++++ EXTRACTED RECORDS

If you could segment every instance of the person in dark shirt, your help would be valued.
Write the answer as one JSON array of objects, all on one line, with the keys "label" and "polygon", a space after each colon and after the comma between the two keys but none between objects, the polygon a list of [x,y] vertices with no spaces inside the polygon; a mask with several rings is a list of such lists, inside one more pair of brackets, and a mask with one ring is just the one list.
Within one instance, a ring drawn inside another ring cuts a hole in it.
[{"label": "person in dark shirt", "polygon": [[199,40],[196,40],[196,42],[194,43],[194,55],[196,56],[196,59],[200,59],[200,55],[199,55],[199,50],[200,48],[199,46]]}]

++++++++
++++ EXTRACTED RECORDS

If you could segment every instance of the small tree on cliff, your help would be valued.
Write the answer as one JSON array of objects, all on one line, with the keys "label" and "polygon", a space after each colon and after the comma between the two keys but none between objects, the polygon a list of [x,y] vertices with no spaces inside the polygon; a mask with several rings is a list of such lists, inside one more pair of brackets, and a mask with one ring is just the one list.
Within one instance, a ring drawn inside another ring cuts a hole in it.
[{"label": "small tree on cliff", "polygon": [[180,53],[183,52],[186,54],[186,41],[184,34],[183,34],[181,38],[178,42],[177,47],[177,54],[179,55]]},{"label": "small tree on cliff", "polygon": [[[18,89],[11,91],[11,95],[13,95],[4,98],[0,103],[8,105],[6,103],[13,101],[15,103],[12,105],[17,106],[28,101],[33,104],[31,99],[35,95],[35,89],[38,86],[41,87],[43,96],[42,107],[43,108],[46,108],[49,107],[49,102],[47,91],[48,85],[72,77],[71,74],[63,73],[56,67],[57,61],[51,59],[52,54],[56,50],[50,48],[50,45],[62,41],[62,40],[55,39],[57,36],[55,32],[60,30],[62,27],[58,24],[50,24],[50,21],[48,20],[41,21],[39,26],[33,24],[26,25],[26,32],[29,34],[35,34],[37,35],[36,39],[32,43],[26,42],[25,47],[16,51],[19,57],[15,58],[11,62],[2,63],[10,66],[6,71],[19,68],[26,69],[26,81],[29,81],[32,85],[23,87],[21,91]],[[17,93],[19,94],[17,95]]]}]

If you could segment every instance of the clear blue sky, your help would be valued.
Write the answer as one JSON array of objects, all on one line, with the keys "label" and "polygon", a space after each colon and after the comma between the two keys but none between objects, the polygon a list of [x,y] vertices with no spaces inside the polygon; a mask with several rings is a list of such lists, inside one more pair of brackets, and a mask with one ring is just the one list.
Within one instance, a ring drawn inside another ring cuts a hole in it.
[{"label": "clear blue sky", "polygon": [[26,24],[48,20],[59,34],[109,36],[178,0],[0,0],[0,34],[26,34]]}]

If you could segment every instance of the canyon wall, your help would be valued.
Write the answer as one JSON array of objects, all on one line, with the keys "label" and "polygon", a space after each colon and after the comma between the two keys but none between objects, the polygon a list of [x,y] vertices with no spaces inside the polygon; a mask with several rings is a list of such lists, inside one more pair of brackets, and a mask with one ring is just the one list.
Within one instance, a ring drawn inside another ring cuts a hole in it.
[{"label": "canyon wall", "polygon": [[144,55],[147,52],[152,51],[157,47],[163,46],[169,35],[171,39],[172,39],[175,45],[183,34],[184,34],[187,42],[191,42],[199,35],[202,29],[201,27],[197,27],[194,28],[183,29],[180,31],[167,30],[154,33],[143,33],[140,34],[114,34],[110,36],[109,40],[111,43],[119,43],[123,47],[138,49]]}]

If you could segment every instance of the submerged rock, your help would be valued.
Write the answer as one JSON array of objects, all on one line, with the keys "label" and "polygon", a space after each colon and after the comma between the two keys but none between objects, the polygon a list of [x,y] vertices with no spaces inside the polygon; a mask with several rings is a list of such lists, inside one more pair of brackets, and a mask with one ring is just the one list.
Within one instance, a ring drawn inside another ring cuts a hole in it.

++++++++

■ **THE REQUEST**: Extract every line of the listing above that contains the word "person", matching case exactly.

■ **FINISHED TASK**:
If you could segment every instance of the person in dark shirt, your help would be valued.
[{"label": "person in dark shirt", "polygon": [[199,40],[196,40],[196,42],[194,43],[194,55],[196,56],[196,59],[200,59],[200,55],[199,55],[199,50],[200,48],[199,46]]}]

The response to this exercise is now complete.